◆ **Collected data entries**

*** Block opens ***

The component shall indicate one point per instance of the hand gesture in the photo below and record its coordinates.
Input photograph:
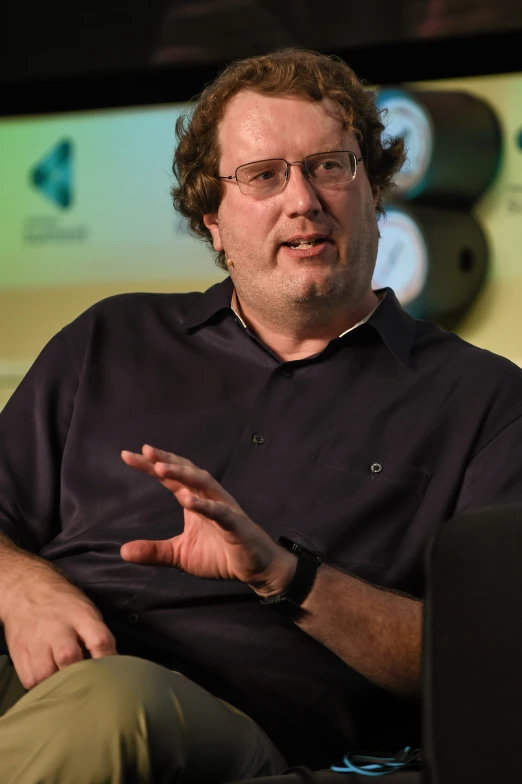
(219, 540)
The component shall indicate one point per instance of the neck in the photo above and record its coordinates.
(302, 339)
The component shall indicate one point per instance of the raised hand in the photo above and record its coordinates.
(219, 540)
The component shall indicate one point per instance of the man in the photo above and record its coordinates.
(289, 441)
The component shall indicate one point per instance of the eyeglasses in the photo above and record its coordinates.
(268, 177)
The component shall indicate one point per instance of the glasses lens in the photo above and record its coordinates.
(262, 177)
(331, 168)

*** Block closes ***
*** Block opens ***

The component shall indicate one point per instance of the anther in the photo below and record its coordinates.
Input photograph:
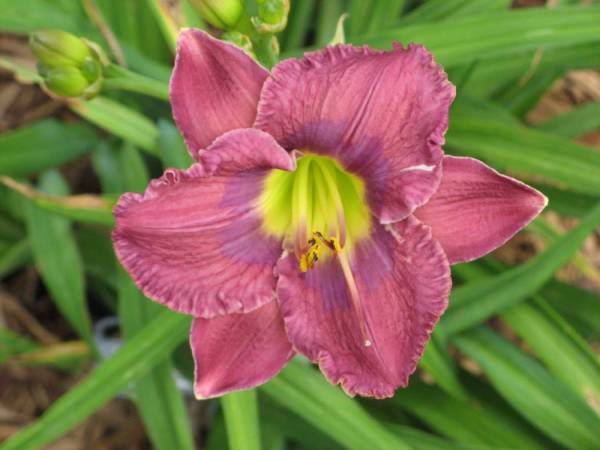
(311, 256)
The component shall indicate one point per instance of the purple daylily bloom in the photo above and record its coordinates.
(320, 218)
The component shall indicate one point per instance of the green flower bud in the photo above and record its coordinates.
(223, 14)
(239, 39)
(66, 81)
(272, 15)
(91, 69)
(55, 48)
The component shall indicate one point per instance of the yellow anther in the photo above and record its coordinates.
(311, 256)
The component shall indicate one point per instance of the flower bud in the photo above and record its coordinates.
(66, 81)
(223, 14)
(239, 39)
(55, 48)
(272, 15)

*** Block closes ***

◆ **What you should do**
The word "below" appears in some of the lines above. Copy those lines.

◆ **Task solution**
The component shall indicate one point per instance of the hand gesture in the photo below and record its coordinates.
The component shall indicate one point per instance of the anther in the photo below and record its coordinates.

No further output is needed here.